• [Collected data]
-.-.-
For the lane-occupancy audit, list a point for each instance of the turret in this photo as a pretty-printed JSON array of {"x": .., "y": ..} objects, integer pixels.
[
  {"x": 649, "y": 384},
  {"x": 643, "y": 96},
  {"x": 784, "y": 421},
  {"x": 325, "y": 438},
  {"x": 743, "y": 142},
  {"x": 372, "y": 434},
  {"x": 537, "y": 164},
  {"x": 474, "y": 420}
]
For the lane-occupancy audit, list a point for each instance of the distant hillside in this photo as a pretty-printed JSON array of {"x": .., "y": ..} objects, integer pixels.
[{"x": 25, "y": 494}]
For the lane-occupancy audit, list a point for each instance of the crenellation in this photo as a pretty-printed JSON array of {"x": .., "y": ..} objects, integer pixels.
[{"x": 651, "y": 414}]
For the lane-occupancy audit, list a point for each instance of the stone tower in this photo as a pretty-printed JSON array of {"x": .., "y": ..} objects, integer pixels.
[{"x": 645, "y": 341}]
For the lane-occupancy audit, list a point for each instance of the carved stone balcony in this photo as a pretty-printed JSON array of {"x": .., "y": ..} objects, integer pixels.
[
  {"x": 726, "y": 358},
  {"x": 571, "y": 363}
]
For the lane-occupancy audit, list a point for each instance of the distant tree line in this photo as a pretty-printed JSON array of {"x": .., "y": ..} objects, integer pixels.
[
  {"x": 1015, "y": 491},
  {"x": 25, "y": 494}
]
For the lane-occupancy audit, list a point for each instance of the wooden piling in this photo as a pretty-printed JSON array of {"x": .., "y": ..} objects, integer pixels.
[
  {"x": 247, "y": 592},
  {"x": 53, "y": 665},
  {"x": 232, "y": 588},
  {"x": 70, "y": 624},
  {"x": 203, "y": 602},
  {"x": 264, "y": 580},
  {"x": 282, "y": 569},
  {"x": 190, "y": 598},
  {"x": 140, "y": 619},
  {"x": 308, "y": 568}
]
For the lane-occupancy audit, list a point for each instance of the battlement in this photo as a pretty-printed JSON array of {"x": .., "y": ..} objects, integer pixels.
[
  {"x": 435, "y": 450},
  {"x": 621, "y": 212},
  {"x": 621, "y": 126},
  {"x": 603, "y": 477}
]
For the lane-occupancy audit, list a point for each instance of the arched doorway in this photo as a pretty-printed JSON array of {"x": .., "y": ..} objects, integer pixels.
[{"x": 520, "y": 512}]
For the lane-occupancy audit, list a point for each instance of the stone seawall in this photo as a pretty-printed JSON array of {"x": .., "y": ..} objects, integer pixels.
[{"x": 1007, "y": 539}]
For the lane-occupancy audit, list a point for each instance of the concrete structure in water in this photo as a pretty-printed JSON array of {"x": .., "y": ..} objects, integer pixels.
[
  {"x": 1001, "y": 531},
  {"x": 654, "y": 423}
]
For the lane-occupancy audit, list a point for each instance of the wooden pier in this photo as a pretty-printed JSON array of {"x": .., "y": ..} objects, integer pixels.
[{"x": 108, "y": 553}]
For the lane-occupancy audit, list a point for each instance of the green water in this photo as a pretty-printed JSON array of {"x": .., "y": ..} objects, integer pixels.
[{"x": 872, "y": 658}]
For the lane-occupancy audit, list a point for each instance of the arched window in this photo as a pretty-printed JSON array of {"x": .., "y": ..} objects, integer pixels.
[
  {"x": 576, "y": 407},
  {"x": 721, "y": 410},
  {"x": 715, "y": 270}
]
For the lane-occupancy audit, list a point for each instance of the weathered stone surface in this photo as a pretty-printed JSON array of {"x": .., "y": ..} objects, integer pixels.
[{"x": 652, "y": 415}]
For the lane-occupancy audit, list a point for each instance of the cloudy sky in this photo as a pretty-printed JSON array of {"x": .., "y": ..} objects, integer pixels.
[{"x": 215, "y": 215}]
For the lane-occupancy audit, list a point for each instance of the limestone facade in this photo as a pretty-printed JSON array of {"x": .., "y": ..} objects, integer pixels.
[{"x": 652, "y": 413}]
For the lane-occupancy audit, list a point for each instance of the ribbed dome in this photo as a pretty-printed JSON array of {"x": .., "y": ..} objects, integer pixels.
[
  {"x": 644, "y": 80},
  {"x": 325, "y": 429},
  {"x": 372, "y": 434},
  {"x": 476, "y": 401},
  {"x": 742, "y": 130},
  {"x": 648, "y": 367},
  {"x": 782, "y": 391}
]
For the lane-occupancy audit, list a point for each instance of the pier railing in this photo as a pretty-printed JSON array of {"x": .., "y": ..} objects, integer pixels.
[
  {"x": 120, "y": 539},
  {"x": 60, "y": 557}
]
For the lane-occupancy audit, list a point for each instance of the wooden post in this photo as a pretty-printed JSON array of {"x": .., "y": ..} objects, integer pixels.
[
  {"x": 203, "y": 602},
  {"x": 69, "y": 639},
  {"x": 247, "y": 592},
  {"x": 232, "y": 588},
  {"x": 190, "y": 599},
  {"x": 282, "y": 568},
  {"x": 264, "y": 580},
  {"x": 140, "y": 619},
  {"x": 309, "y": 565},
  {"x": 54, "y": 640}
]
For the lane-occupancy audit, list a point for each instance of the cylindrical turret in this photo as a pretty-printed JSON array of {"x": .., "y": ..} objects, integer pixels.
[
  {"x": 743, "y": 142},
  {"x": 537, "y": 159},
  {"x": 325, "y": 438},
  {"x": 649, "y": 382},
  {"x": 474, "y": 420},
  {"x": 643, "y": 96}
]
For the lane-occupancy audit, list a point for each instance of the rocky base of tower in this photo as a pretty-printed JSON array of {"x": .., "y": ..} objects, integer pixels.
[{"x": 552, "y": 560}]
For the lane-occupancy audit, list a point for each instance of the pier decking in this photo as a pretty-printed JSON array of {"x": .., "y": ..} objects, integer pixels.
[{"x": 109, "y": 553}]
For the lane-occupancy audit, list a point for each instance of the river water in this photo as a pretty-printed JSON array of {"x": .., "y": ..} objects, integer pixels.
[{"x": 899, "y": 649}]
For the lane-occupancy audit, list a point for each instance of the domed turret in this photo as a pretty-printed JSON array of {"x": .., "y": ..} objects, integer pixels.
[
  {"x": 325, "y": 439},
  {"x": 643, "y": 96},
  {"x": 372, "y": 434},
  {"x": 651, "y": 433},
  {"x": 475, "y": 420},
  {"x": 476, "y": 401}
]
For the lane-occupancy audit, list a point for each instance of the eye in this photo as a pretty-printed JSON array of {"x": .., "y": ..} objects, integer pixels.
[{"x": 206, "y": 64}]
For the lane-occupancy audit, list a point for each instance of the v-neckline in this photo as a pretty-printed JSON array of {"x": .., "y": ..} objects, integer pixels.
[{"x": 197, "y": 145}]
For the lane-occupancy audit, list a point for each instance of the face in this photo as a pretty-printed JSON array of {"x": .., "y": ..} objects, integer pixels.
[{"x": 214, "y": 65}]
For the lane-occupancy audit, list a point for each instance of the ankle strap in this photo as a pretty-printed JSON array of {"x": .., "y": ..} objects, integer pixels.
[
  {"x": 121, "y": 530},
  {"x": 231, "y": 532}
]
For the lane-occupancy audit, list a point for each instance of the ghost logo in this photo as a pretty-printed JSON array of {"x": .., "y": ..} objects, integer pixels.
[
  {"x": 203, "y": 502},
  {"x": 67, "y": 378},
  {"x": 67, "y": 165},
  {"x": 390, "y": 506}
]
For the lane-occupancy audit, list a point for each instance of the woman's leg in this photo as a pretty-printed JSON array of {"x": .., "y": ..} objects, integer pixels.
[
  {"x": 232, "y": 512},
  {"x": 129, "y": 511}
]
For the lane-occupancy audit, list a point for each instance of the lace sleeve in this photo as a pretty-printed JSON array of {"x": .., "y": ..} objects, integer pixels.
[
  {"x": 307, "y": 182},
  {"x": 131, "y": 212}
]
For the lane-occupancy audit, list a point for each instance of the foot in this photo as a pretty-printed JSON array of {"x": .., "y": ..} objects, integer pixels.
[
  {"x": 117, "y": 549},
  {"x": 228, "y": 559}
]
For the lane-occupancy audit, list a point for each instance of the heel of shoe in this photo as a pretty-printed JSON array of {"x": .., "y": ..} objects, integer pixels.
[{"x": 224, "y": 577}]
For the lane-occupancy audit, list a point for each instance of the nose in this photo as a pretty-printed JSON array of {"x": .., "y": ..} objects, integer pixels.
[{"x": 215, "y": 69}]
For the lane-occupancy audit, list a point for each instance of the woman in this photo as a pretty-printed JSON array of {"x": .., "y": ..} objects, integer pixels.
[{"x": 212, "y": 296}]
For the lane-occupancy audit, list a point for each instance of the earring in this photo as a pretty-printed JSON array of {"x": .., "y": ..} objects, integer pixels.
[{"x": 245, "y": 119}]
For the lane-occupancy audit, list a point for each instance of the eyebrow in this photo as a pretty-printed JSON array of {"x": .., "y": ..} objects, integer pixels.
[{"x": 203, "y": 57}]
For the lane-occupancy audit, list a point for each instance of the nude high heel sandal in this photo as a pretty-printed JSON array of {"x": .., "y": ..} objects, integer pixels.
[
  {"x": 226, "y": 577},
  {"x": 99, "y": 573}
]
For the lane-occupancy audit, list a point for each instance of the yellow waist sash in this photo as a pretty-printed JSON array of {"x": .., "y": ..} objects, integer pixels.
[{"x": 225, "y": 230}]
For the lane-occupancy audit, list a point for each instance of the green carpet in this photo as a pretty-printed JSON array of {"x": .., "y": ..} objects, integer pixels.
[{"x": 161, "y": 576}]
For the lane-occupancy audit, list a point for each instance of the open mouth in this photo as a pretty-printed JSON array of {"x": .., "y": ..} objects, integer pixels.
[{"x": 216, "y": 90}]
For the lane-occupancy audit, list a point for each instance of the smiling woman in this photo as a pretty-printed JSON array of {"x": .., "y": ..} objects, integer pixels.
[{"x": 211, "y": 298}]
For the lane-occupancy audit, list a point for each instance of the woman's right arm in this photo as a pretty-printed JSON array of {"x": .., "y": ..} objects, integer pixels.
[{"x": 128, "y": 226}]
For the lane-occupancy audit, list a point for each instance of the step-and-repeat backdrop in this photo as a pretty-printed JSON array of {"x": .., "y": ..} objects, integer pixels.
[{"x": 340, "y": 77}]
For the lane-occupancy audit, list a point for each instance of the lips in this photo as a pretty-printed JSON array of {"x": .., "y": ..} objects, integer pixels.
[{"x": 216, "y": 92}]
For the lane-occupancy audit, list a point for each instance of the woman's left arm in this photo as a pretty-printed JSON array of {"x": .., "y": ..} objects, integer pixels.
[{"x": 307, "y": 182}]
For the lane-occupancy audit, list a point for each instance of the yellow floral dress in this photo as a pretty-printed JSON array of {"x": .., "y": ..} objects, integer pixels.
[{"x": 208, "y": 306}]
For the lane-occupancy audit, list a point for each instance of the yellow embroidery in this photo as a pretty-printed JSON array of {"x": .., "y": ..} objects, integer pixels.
-.-.-
• [THE PROBLEM] Return precisely the lines of the records, starting with the line that holds "the green carpet" and ending with the last one.

• [EXERCISE RESPONSE]
For the lane-occupancy audit, list a point for each instance of the green carpet in this photo as a pretty-printed JSON array of {"x": .., "y": ..} objects, integer pixels.
[{"x": 161, "y": 576}]
For the lane-occupancy audit, list a point for each instance of the open mouth in this photo as a pretty-printed JSON array of {"x": .., "y": ..} objects, integer pixels.
[{"x": 216, "y": 90}]
For the lane-occupancy audit, list a point for each instance of the smiling woman in this photo as a pretty-printed JSON array of {"x": .., "y": ..} objects, integer pixels.
[{"x": 211, "y": 298}]
For the lane-occupancy audit, list a point for each instance of the woman's right arm in this photo as a pretty-printed JSON array of {"x": .., "y": ..} objects, integer pixels.
[{"x": 128, "y": 226}]
For the lane-occupancy audit, list a point for each instance of the step-and-repeat backdrop in this photo as a pretty-printed JSON array of {"x": .., "y": ..} objects, integer pixels.
[{"x": 340, "y": 77}]
For the lane-occupancy audit, list a point for each instance of the lips in this photo as a pretty-printed JSON array of {"x": .., "y": ..} objects, integer pixels.
[{"x": 216, "y": 92}]
For the lane-occupancy audit, list a point for each instance of the woman's left arm in this photo as a pretty-printed JSON array of {"x": .., "y": ..} objects, integer pixels.
[{"x": 307, "y": 182}]
For the lane-occupancy audit, list a point for each instance of the yellow floral dress in this photo as a pretty-printed JSON array of {"x": .., "y": ..} objects, integer pixels.
[{"x": 208, "y": 306}]
For the lane-occupancy audit, list a point for each instance of the yellow embroidery in this photo as a pretty-printed JSON array of {"x": .., "y": ..} objects, integer pixels.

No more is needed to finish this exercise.